**GIVEN EXERCISE:** Could you reproduce every one of the records below with "shelf-audit tool" changed to "inventory review tool" and nothing else altered?

(Collection entries)
■ ■ ■ ■ ■
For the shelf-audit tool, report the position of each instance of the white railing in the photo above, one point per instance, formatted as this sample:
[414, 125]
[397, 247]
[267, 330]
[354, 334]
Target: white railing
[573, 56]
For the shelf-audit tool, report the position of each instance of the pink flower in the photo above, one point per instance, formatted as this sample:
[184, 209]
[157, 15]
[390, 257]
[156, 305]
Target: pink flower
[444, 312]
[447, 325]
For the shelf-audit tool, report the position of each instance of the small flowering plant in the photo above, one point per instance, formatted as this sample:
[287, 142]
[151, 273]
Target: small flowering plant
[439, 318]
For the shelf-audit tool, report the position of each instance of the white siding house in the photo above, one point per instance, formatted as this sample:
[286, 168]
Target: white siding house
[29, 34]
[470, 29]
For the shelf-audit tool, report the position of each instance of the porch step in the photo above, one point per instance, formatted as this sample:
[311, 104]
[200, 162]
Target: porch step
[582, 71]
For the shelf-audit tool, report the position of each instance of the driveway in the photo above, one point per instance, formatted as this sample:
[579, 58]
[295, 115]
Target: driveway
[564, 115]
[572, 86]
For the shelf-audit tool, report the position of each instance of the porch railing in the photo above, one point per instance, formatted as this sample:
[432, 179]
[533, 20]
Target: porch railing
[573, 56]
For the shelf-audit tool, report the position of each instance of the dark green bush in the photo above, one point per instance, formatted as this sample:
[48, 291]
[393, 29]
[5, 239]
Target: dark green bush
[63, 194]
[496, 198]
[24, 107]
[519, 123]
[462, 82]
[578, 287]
■ ■ ■ ■ ■
**PROBLEM SOLUTION:**
For the inventory review tool, report the position of each instance of the white railing in the photo above, one point per instance, formatted as this sample:
[414, 125]
[397, 247]
[267, 330]
[354, 334]
Target: white railing
[573, 56]
For the inventory review tool, report the position of each instance of the pink flower in the photo above, one point per instance, formatted as this sample:
[184, 209]
[157, 15]
[390, 257]
[156, 305]
Target: pink flower
[444, 312]
[447, 325]
For the inventory review tool, report the position of each instance of the small flowering plant in the photo above, one point per instance, formatted as this sample:
[287, 142]
[151, 273]
Target: small flowering plant
[439, 318]
For the inventory review tool, report the position of each instance of the white siding house in the photo above, one point per instance, formatted as this sample:
[286, 168]
Target: white siding house
[29, 34]
[470, 29]
For the inventory review tool, report the position of each instance of the porch step in the photo above, one point per instance, formatted as this sample:
[311, 104]
[200, 162]
Target: porch step
[582, 71]
For the inventory review tool, report the position of each instance of the driveway in the photo above, one point per instance, formatted as this sample:
[579, 58]
[295, 115]
Target: driveway
[564, 115]
[572, 86]
For the inventory review tool, report the position of each instance of the porch railing in the photo above, one point per instance, formatted as this sample:
[432, 179]
[533, 20]
Target: porch railing
[573, 56]
For the inventory review tool, report the position of each instance of the dark green bush in the photo above, one point per instance, formatted as this sample:
[48, 291]
[393, 29]
[5, 239]
Target: dark green bush
[63, 194]
[496, 198]
[24, 107]
[519, 123]
[462, 82]
[578, 287]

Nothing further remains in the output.